STATED EXERCISE: The listing must be reproduced in full, exactly as it stands.

Items from a dataset
....

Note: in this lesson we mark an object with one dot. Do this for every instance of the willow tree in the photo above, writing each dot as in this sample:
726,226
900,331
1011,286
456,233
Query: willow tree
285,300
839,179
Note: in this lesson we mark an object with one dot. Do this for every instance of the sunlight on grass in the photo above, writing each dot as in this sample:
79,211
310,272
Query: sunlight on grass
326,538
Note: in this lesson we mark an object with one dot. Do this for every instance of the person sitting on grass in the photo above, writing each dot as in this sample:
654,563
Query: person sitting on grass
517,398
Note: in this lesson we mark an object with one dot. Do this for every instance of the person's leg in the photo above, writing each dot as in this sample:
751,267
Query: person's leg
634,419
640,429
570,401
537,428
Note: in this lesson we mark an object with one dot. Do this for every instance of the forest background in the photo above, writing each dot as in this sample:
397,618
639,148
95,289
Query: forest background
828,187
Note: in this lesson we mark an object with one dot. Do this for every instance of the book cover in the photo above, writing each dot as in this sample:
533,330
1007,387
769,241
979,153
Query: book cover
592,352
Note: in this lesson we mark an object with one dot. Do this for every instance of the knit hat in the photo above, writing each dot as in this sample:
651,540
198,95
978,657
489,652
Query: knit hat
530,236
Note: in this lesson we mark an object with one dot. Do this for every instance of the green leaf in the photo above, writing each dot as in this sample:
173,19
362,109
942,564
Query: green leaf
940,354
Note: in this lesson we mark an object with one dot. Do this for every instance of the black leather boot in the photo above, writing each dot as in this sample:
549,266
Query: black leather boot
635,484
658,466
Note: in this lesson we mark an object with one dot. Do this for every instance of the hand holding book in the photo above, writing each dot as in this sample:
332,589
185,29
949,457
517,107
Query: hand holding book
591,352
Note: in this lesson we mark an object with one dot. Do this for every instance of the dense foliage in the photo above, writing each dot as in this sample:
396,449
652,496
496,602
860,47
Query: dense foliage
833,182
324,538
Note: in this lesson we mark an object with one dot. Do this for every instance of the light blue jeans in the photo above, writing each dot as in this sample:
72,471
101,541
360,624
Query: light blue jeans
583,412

....

THE REPLY:
Note: in this lesson we mark an object with one dot. Do this for every instance of the willow tree in the photo above, writing each dot as in this sample:
726,226
900,331
1011,286
456,233
Query: willow tree
285,300
839,179
Note: in this lesson we mark an object with one dot. Do this for every instance of the sunlight on grass in the photo above, writing each dot as in this sample:
79,211
310,272
Query: sunlight on grass
326,538
Note: in this lesson we mark an object with one dot. Do this for every instance of the person sitting on grass in the photo above, writing each dot as in this sample:
654,563
Query: person sitting on grass
517,398
Note: in this lesson we mark an object with one dot. Do this for every instance of the person's leg in the photo above, writing each dot as in this sample:
751,267
Query: person's leg
634,419
640,429
570,401
537,428
Note: in this lesson we mark an object with one dot. Do this for every instance of the forest background in the photo above, writing each dot as in this sample:
397,618
639,148
95,289
Query: forest background
828,187
Note: in this lesson we mark an object with one dot. Do this for every instance of the book cover in the photo above, writing each dot as in this sample:
533,330
1007,387
769,241
979,153
Query: book cover
592,352
Note: in this lesson we mark an object with one dot. Do this for every instance of the knit hat in the photo above, writing each dot as in this sample:
651,540
198,95
978,657
489,652
Query: knit hat
530,236
Note: in this lesson we mark an object with one dot. Do this for every instance of the green leaf in the photo above, writing each dot as in this sample:
173,19
362,109
942,564
Query: green leaf
940,354
Note: in this lesson we mark an object with one dot. Do this for every instance of the black leather boot in the photo above, writing each dot as in this sample:
549,266
Query: black leather boot
635,484
658,466
Note: in this lesson we mark an object with one dot. Do this for every instance of the hand holding book in the photo above, writing each dot as in this sample:
332,589
185,29
949,457
517,107
Query: hand holding book
591,352
Note: in this lesson we mark an object with one dot. Do this for every instance of the dense foliage in the photo above, writing each dot as in this sample:
396,449
652,496
496,602
860,47
Query: dense foliage
833,182
324,538
Note: in this lesson we mark an object with one dot. Do this for every instance of the light blue jeans in the photo above, writing each dot as in this sample:
72,471
101,541
360,624
Query: light blue jeans
583,412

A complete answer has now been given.